Exercise: Reproduce the listing below verbatim, from its beginning through the line containing "box: [142, 259, 1477, 1959]", including that line, and omit the pictures from your answer.

Data to process:
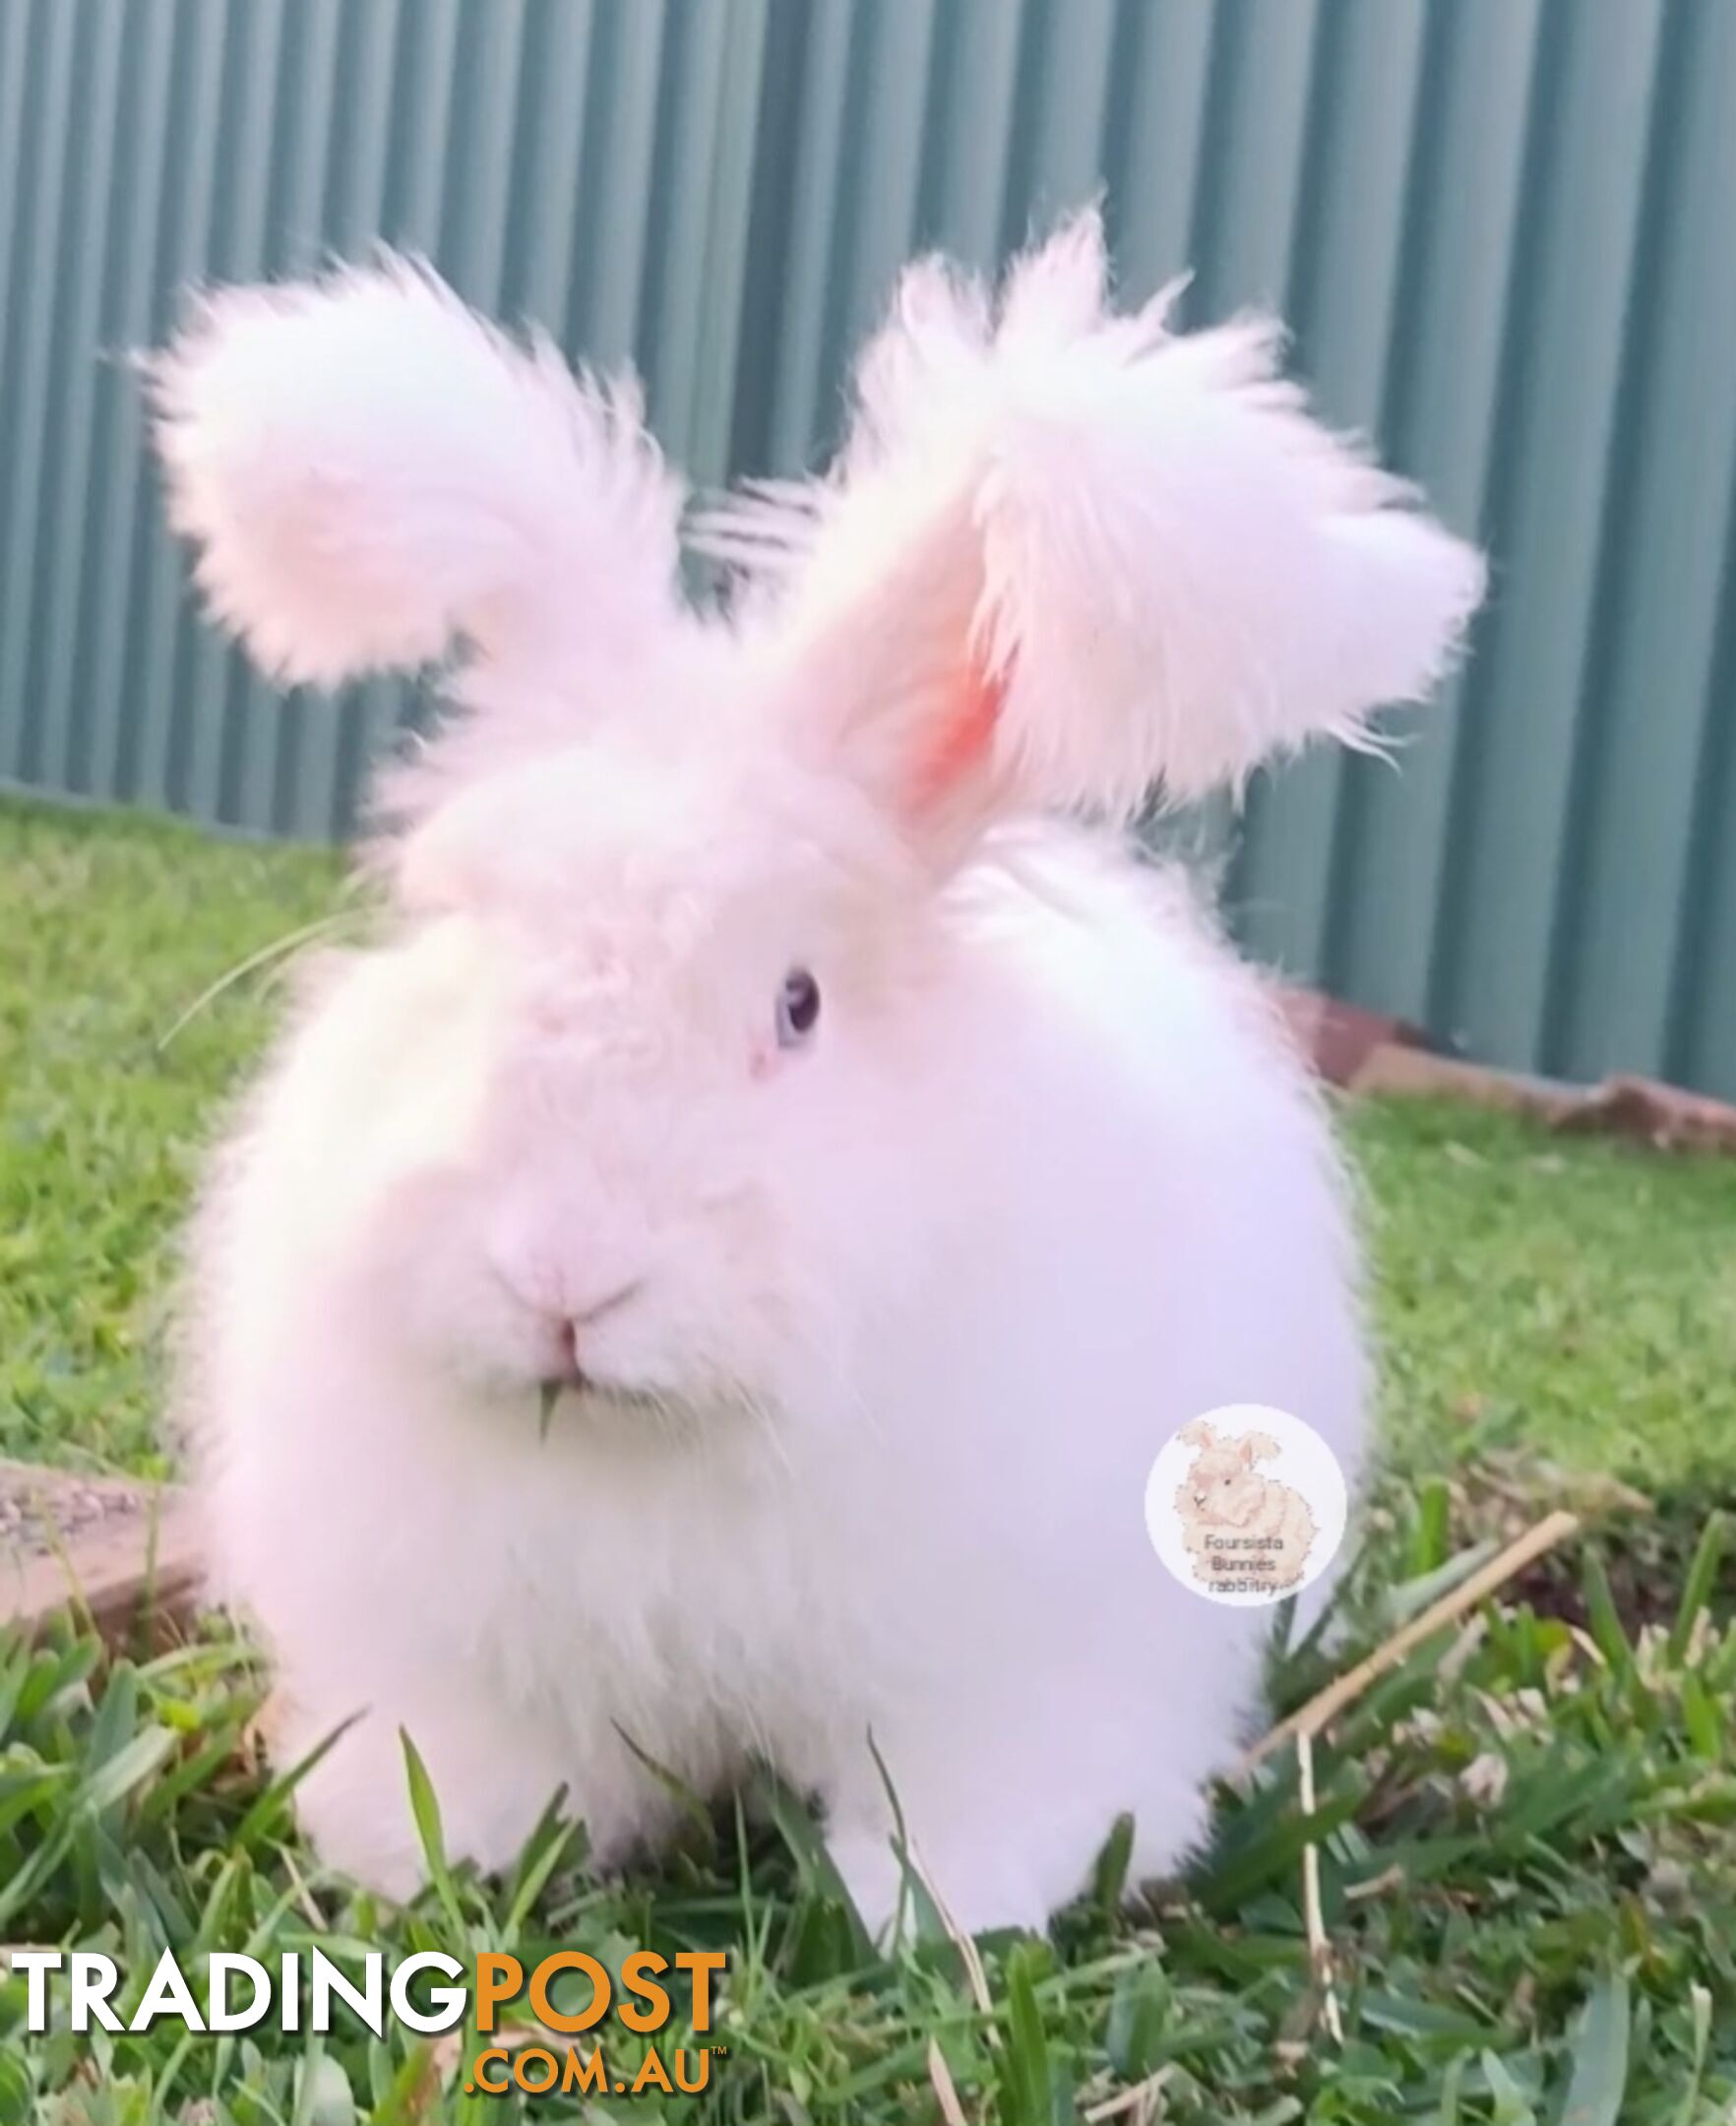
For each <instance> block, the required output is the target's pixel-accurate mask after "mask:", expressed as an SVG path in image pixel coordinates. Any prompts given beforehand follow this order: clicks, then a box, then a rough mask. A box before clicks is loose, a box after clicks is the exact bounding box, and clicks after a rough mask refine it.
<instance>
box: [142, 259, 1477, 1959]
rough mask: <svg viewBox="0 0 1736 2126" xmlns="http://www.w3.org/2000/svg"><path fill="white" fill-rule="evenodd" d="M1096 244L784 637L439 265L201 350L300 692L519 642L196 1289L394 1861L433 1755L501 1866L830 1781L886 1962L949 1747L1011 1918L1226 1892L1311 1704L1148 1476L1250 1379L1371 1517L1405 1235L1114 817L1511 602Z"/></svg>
mask: <svg viewBox="0 0 1736 2126" xmlns="http://www.w3.org/2000/svg"><path fill="white" fill-rule="evenodd" d="M1096 251H1099V244H1096V236H1094V230H1092V227H1090V225H1082V227H1075V230H1073V232H1067V234H1065V236H1062V238H1060V240H1058V244H1056V249H1052V251H1048V253H1041V255H1039V257H1037V259H1035V261H1028V264H1026V266H1024V268H1020V272H1018V274H1016V276H1014V281H1011V285H1009V291H1007V298H1005V302H1003V304H1001V310H999V323H994V321H992V310H990V298H988V296H986V293H982V291H969V289H963V287H958V285H954V283H950V281H941V279H939V276H937V274H935V272H933V270H926V268H918V270H916V274H914V279H912V281H909V283H907V285H905V291H903V296H901V302H899V317H897V321H895V325H892V327H890V332H888V336H886V338H882V340H880V342H878V344H875V349H873V351H871V353H869V361H867V370H865V376H863V415H861V423H858V429H856V434H854V438H852V442H850V444H848V451H846V455H844V461H841V468H839V470H837V472H835V474H833V476H831V478H829V480H827V483H824V485H822V487H816V489H812V491H810V493H807V495H805V500H803V502H801V504H793V502H790V497H788V495H784V497H778V500H776V504H771V506H767V504H759V506H756V508H744V510H737V512H735V517H733V519H731V521H729V525H727V527H722V525H714V532H712V540H714V542H716V540H725V542H729V544H731V551H733V553H735V557H737V559H746V561H752V563H754V576H756V583H754V587H750V593H752V595H748V600H746V606H744V612H742V617H737V621H735V623H725V621H720V619H716V617H708V614H699V612H688V610H684V608H678V606H674V604H663V602H665V600H667V563H669V555H667V534H669V514H667V506H669V489H667V485H665V483H663V474H661V472H657V470H654V457H652V453H650V446H648V444H644V442H642V440H640V438H635V436H629V434H625V429H623V427H620V421H618V419H614V417H610V419H608V421H601V425H599V415H597V406H599V404H601V400H599V398H597V393H595V391H589V389H584V387H572V385H567V383H565V381H561V378H559V376H557V374H555V370H552V357H548V355H546V353H542V355H538V357H523V355H516V353H512V351H508V349H506V347H504V342H501V340H497V338H495V336H493V334H489V332H487V327H480V325H476V323H474V321H470V319H465V317H463V315H461V313H459V310H457V308H455V304H453V302H450V298H446V296H442V293H438V291H436V289H433V287H431V283H429V281H427V279H425V276H421V274H410V272H406V270H399V268H391V270H387V272H385V274H380V276H372V279H368V276H346V279H342V281H338V283H336V285H329V287H327V289H323V291H310V293H308V291H302V293H295V291H291V293H272V296H268V298H227V296H225V298H217V302H215V304H212V306H208V310H206V313H204V319H202V323H200V325H195V332H193V340H191V344H189V347H187V349H183V351H176V353H172V355H170V357H168V361H166V364H164V368H161V370H159V376H161V393H164V408H166V429H164V446H166V455H168V466H170V480H172V487H174V500H176V521H178V523H183V525H185V527H187V529H189V532H191V534H193V538H195V540H198V542H200V546H202V574H204V580H206V585H208V587H210V591H212V597H215V600H217V604H219V610H221V614H223V617H225V619H227V621H229V623H232V625H236V627H240V629H242V631H244V634H246V636H249V640H251V642H255V646H257V648H259V651H261V653H263V655H266V657H268V659H270V661H272V663H274V665H278V668H289V670H295V672H304V674H319V676H336V674H340V672H342V670H353V668H359V665H363V663H372V661H380V659H399V661H412V659H421V657H425V655H431V653H433V651H438V648H440V646H442V642H444V638H446V636H448V634H457V636H463V638H465V640H467V644H470V648H467V665H465V670H463V674H461V680H459V689H461V693H459V697H461V702H463V704H465V708H463V712H461V714H459V719H457V723H455V727H453V729H448V731H446V733H444V736H442V738H438V740H436V742H433V748H431V753H429V761H427V770H425V778H423V782H421V784H419V789H416V804H414V808H412V812H414V819H412V823H410V827H408V829H406V833H404V838H402V842H399V844H397V865H395V870H393V872H391V878H389V884H391V895H393V914H391V918H389V925H387V935H385V940H382V942H380V944H376V946H372V948H370V950H359V952H353V955H344V957H336V959H331V961H329V963H325V967H323V969H321V972H317V974H314V976H310V980H308V984H306V997H304V1003H302V1008H300V1012H297V1016H295V1023H293V1025H291V1029H289V1033H287V1037H285V1042H283V1046H280V1050H278V1057H276V1061H274V1065H272V1067H270V1072H268V1074H266V1078H263V1082H261V1086H259V1089H257V1093H255V1097H253V1103H251V1112H249V1116H246V1118H244V1123H242V1127H240V1129H238V1131H236V1133H234V1137H232V1142H229V1146H227V1150H225V1154H223V1159H221V1161H219V1167H217V1174H215V1178H212V1186H210V1191H208V1201H206V1210H204V1218H202V1225H200V1233H198V1248H195V1297H198V1305H195V1312H193V1322H191V1365H189V1384H187V1388H189V1393H187V1403H189V1414H191V1424H193V1437H195V1452H198V1467H200V1484H202V1497H204V1503H206V1512H208V1526H210V1552H212V1567H215V1573H217V1584H219V1588H221V1590H223V1592H227V1595H229V1597H234V1599H238V1601H240V1603H244V1605H246V1607H249V1609H251V1614H253V1616H255V1618H257V1624H259V1629H261V1631H263V1635H266V1639H268V1643H270V1648H272V1652H274V1656H276V1663H278V1673H280V1694H283V1707H285V1711H283V1726H280V1735H278V1754H280V1758H283V1760H285V1762H289V1760H293V1758H297V1756H300V1754H302V1752H306V1750H310V1748H312V1745H314V1743H317V1741H319V1739H323V1737H325V1735H329V1733H331V1731H334V1728H336V1726H338V1724H340V1722H344V1720H346V1718H351V1716H353V1714H361V1716H363V1718H361V1720H359V1722H357V1724H355V1726H353V1728H351V1731H348V1733H346V1735H344V1737H342V1741H340V1743H338V1745H336V1748H334V1750H331V1752H329V1754H327V1756H325V1758H323V1760H321V1762H319V1767H317V1769H314V1771H312V1775H310V1777H308V1782H306V1784H304V1788H302V1792H300V1805H302V1809H304V1813H306V1820H308V1826H310V1830H312V1835H314V1839H317V1841H319V1845H321V1850H323V1852H325V1856H327V1860H331V1862H338V1865H346V1867H351V1869H355V1871H357V1873H361V1875H365V1877H370V1879H374V1882H378V1884H382V1886H387V1888H389V1890H397V1892H402V1890H408V1888H410V1886H412V1884H414V1882H416V1877H419V1871H421V1862H419V1850H416V1841H414V1833H412V1826H410V1816H408V1807H406V1792H404V1771H402V1758H399V1741H397V1731H399V1726H404V1728H408V1731H410V1733H412V1735H414V1739H416V1743H419V1745H421V1750H423V1754H425V1758H427V1762H429V1769H431V1773H433V1779H436V1786H438V1790H440V1799H442V1809H444V1818H446V1835H448V1845H450V1847H453V1850H455V1852H463V1854H472V1856H474V1858H478V1860H480V1862H484V1865H504V1862H506V1860H510V1858H512V1854H514V1850H516V1845H518V1841H521V1839H523V1837H525V1833H527V1830H529V1826H531V1822H533V1820H535V1818H538V1813H540V1811H542V1807H544V1803H546V1801H548V1796H550V1790H552V1788H555V1786H557V1784H565V1786H567V1790H569V1794H572V1805H574V1809H578V1811H580V1813H582V1816H584V1818H586V1822H589V1828H591V1837H593V1843H595V1850H597V1852H599V1854H601V1856H603V1858H606V1860H608V1858H614V1856H618V1854H620V1852H623V1850H627V1847H629V1845H631V1843H633V1841H637V1839H644V1837H654V1835H657V1830H659V1828H661V1824H663V1820H665V1811H667V1803H665V1796H663V1790H661V1788H659V1784H657V1782H654V1779H652V1777H650V1775H648V1773H646V1771H644V1767H642V1760H640V1758H637V1756H635V1754H633V1750H631V1748H629V1743H627V1741H625V1739H623V1737H631V1741H633V1743H635V1745H637V1748H640V1750H644V1752H648V1754H650V1756H652V1758H657V1760H659V1762H663V1765H665V1767H669V1769H671V1771H676V1773H678V1775H680V1777H684V1779H686V1782H691V1784H693V1786H697V1788H699V1790H716V1788H720V1786H725V1784H727V1782H729V1779H731V1777H733V1775H735V1773H737V1771H739V1769H742V1767H744V1762H746V1760H748V1758H750V1756H752V1754H763V1756H767V1758H771V1760H773V1762H776V1765H778V1767H780V1769H782V1773H784V1775H786V1777H788V1779H793V1782H795V1784H799V1786H803V1788H810V1790H812V1792H814V1794H818V1799H820V1803H822V1807H824V1816H827V1835H829V1841H831V1850H833V1854H835V1858H837V1862H839V1867H841V1871H844V1877H846V1882H848V1884H850V1888H852V1892H854V1896H856V1901H858V1903H861V1909H863V1913H865V1918H867V1920H869V1924H875V1926H878V1924H882V1922H884V1920H886V1918H888V1916H890V1911H892V1909H895V1896H897V1860H895V1854H892V1847H890V1843H888V1839H890V1828H892V1816H890V1803H888V1794H886V1790H884V1784H882V1775H880V1771H878V1767H875V1748H878V1752H880V1756H882V1758H884V1762H886V1767H888V1771H890V1777H892V1782H895V1786H897V1794H899V1803H901V1807H903V1813H905V1818H907V1824H909V1830H912V1837H914V1843H916V1850H918V1856H920V1860H922V1867H924V1869H926V1873H929V1875H931V1877H933V1882H935V1886H937V1888H939V1892H941V1894H943V1896H946V1901H948V1903H950V1907H952V1909H954V1911H956V1913H958V1918H960V1920H963V1922H965V1924H969V1926H986V1924H994V1922H1024V1924H1039V1922H1041V1920H1043V1918H1045V1913H1048V1911H1052V1909H1054V1907H1056V1905H1058V1903H1060V1901H1065V1899H1067V1896H1071V1894H1073V1892H1075V1890H1077V1888H1079V1886H1082V1882H1084V1877H1086V1871H1088V1865H1090V1860H1092V1856H1094V1852H1096V1847H1099V1845H1101V1841H1103V1837H1105V1835H1107V1830H1109V1824H1111V1820H1113V1818H1116V1813H1118V1811H1124V1809H1130V1811H1133V1813H1135V1818H1137V1826H1139V1828H1137V1845H1135V1865H1137V1869H1139V1871H1141V1873H1158V1871H1162V1869H1169V1867H1171V1865H1173V1862H1175V1860H1177V1858H1179V1856H1181V1854H1184V1852H1186V1850H1188V1845H1190V1843H1192V1841H1194V1837H1196V1835H1198V1828H1201V1822H1203V1799H1201V1796H1203V1786H1205V1782H1207V1777H1209V1775H1211V1771H1213V1767H1218V1765H1222V1762H1224V1760H1226V1756H1230V1752H1232V1750H1235V1743H1237V1737H1239V1733H1241V1728H1243V1726H1245V1724H1247V1720H1249V1718H1252V1714H1254V1707H1256V1690H1258V1665H1260V1646H1262V1635H1264V1622H1266V1620H1264V1618H1262V1616H1260V1614H1249V1612H1239V1609H1228V1607H1213V1605H1209V1603H1205V1601H1201V1599H1196V1597H1192V1595H1188V1592H1186V1590H1184V1588H1179V1586H1177V1584H1175V1582H1173V1580H1169V1575H1167V1573H1164V1569H1162V1567H1160V1563H1158V1560H1156V1558H1154V1554H1152V1552H1150V1546H1147V1541H1145V1533H1143V1520H1141V1501H1143V1486H1145V1473H1147V1469H1150V1463H1152V1456H1154V1454H1156V1450H1158V1448H1160V1444H1162V1441H1164V1439H1167V1437H1169V1435H1171V1433H1173V1431H1175V1429H1177V1427H1179V1424H1184V1422H1186V1420H1190V1418H1194V1416H1198V1412H1203V1410H1209V1407H1213V1405H1218V1403H1247V1401H1256V1403H1277V1405H1283V1407H1288V1410H1294V1412H1298V1414H1300V1416H1305V1418H1307V1420H1309V1422H1311V1424H1313V1427H1317V1431H1320V1433H1322V1435H1324V1437H1326V1439H1328V1441H1330V1446H1332V1448H1334V1450H1337V1452H1339V1456H1341V1461H1343V1463H1345V1467H1347V1471H1349V1473H1351V1475H1354V1473H1356V1469H1358V1467H1360V1461H1362V1441H1364V1420H1362V1395H1364V1361H1362V1344H1360V1331H1358V1301H1356V1261H1354V1248H1351V1239H1349V1233H1347V1220H1345V1208H1343V1191H1341V1184H1339V1174H1337V1165H1334V1157H1332V1148H1330V1140H1328V1131H1326V1127H1324V1120H1322V1114H1320V1110H1317V1106H1315V1099H1313V1093H1311V1089H1309V1082H1307V1076H1305V1072H1303V1069H1300V1065H1298V1063H1296V1061H1294V1059H1292V1057H1290V1052H1288V1048H1286V1044H1283V1040H1281V1035H1279V1031H1277V1029H1275V1025H1273V1020H1271V1014H1269V1010H1266V1003H1264V999H1262V995H1260V991H1258V986H1256V982H1254V978H1252V976H1249V974H1245V972H1243V969H1241V967H1239V965H1237V963H1235V959H1232V957H1230V955H1228V950H1226V948H1224V946H1222V944H1220V942H1218V940H1215V938H1213V935H1211V933H1209V929H1207V925H1205V923H1203V921H1201V918H1198V914H1196V912H1194V908H1192V904H1190V899H1188V893H1186V889H1184V887H1181V884H1179V882H1177V880H1171V878H1167V876H1162V874H1158V872H1152V870H1147V867H1143V865H1141V863H1137V861H1135V859H1133V857H1130V855H1128V853H1126V850H1124V848H1122V846H1120V844H1118V842H1116V838H1113V836H1107V833H1103V831H1088V829H1084V827H1071V825H1067V823H1062V821H1054V819H1045V816H1043V808H1048V806H1056V804H1060V802H1062V799H1065V802H1079V804H1086V806H1092V808H1107V810H1111V812H1122V810H1126V808H1128V806H1130V804H1133V802H1135V797H1137V793H1139V791H1141V789H1145V787H1147V784H1152V782H1154V780H1158V778H1164V780H1169V784H1171V787H1173V789H1194V787H1198V784H1201V782H1205V780H1207V778H1209V776H1213V774H1222V776H1235V774H1239V772H1241V770H1245V767H1247V765H1252V761H1254V759H1256V757H1260V753H1264V750H1271V748H1273V746H1275V744H1283V742H1290V740H1294V738H1298V736H1300V733H1303V731H1307V729H1313V727H1328V729H1341V731H1345V729H1351V727H1354V725H1356V723H1358V719H1360V716H1362V714H1364V712H1366V710H1368V708H1371V706H1373V704H1375V702H1377V699H1379V697H1381V695H1383V693H1409V691H1413V689H1417V687H1422V685H1424V680H1426V678H1428V674H1432V672H1434V670H1439V665H1441V661H1443V657H1445V655H1447V651H1449V646H1451V636H1453V629H1456V625H1458V621H1460V619H1462V614H1464V610H1466V606H1468V604H1470V600H1473V595H1475V587H1477V580H1479V576H1477V563H1475V559H1473V557H1470V555H1468V553H1466V551H1464V549H1460V546H1456V544H1453V542H1451V540H1449V538H1447V536H1445V534H1441V532H1436V529H1434V527H1430V525H1428V523H1426V521H1422V519H1419V517H1415V514H1407V512H1400V510H1396V508H1394V506H1392V500H1394V497H1392V491H1390V487H1388V485H1385V483H1383V480H1381V478H1379V476H1377V474H1373V472H1368V470H1366V468H1360V466H1358V463H1356V461H1354V459H1349V457H1347V455H1345V453H1341V451H1339V446H1337V444H1332V442H1328V440H1326V438H1324V436H1320V434H1317V432H1315V429H1311V427H1309V425H1307V421H1305V417H1303V412H1300V408H1298V404H1296V400H1294V395H1292V393H1290V391H1288V389H1286V387H1277V385H1273V383H1266V381H1264V368H1262V366H1264V359H1266V344H1269V342H1266V340H1264V338H1256V336H1252V334H1249V332H1237V334H1228V336H1222V334H1220V336H1207V338H1203V340H1198V342H1190V340H1169V338H1167V336H1164V332H1162V323H1160V317H1158V315H1152V313H1147V315H1143V317H1139V319H1126V321H1113V319H1109V317H1107V315H1105V310H1103V289H1101V272H1099V264H1096ZM314 355H317V359H314ZM612 404H614V406H616V410H618V408H620V406H623V404H625V400H620V398H616V400H614V402H612ZM561 438H567V444H569V446H563V442H561ZM610 527H614V529H610ZM557 578H559V595H557V593H555V585H557ZM363 583H365V585H368V587H370V595H368V597H359V595H357V587H359V585H363ZM508 614H510V621H508V619H506V617H508ZM527 704H529V708H527ZM941 816H943V819H946V833H943V836H939V833H937V821H939V819H941ZM937 857H939V859H941V861H937ZM793 967H805V969H812V974H814V976H816V980H818V984H820V997H822V1010H820V1020H818V1025H816V1029H814V1033H812V1037H810V1040H807V1042H805V1044H797V1046H786V1044H780V1037H778V1027H780V1020H778V1008H780V1006H778V997H780V991H782V984H784V978H786V974H788V969H793ZM567 1335H572V1337H574V1339H576V1354H578V1363H580V1367H582V1373H584V1386H576V1388H572V1390H569V1393H567V1395H565V1397H563V1399H561V1403H557V1407H555V1416H552V1424H550V1429H548V1435H546V1437H542V1427H540V1390H538V1384H540V1382H542V1380H546V1378H550V1376H555V1373H559V1371H561V1369H563V1367H565V1365H567V1359H569V1346H567ZM869 1737H873V1748H871V1743H869Z"/></svg>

Completed task:
For each <instance> block, the required output is the target's pixel-accurate mask after "mask:", expressed as an SVG path in image pixel coordinates. Any prompts given beforehand follow this order: clicks, then a box, then a rough mask. A box before clicks is loose, a box after clicks is the exact bounding box, and clicks after a rough mask refine it.
<instance>
box: [142, 259, 1477, 1959]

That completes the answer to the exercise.